[Activity]
Answer these questions from the hospital updates post:
1. What range do the mother's oxygen levels average on the pulse oximeter?
2. What oxygen level would ideally be seen?
3. On which beats does the mother flatline?

[Quoted passage]
Hospital updates

I was keen to see what the cardiology people would say at mums appointment.  

My previous blog outlined her Mobitz2 symptoms and her diastolic disfunction.  Now just recently, as I use the pulse oximeter to take mums obs I can see her oxygen levels average around 91-93%.  We ideally want to see 99%.  This reads the oxygen in the blood which is being carried around the body to the organs.  Likely to be causing damage at these levels, I do like to see what is going on.
It also gives a pulse/heartbeat pattern which is fascinating to watch.

Mum flatlines on every 3rd-6th beat.  Then it bangs one big old pump and has two mini pumps then the few normal ones again.  Much as I'm aware this isn't right, I wasn't totally sure what this might be telling us.

Saved entries

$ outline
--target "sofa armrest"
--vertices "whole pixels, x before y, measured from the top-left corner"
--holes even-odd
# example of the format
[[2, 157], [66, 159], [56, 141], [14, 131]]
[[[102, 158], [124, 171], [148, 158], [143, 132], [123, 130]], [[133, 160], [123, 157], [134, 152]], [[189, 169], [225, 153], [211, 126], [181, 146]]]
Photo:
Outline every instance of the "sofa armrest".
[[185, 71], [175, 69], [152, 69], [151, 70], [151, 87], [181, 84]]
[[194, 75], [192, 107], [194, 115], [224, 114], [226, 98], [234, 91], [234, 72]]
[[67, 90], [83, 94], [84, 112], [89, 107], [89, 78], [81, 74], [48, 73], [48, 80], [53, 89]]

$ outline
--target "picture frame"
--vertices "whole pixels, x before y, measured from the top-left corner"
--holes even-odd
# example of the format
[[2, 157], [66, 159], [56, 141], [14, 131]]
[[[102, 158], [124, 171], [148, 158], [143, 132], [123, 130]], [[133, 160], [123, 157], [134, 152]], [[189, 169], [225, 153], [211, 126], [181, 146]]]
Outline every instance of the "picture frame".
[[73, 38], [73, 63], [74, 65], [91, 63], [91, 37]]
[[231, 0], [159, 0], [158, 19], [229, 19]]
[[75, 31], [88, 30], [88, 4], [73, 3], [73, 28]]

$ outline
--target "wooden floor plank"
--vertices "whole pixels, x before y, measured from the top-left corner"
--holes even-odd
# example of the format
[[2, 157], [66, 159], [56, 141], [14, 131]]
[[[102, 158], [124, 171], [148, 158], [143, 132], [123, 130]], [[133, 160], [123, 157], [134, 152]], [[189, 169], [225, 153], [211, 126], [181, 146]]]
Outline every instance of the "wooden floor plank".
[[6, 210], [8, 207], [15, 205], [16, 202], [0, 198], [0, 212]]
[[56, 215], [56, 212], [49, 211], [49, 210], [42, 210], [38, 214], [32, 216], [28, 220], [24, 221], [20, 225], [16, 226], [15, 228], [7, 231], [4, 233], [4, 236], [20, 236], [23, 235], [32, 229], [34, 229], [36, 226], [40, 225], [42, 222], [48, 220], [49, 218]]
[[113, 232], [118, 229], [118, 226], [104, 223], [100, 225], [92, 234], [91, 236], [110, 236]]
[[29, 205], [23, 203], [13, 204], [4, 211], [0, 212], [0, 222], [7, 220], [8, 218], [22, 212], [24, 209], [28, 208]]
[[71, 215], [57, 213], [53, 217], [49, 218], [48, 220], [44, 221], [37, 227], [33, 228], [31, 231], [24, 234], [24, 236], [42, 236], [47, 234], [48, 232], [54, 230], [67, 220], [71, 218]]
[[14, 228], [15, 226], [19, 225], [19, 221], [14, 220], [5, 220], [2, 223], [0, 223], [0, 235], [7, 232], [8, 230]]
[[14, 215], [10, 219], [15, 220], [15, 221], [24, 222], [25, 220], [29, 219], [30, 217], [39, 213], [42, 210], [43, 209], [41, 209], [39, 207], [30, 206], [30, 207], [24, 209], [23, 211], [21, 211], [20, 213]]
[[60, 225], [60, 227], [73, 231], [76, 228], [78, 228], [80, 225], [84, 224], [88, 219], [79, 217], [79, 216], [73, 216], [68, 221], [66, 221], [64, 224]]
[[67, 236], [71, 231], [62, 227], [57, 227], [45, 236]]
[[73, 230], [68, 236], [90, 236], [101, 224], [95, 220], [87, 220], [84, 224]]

[Exercise solution]
1. Around 91-93%.
2. 99%.
3. On every 3rd-6th beat.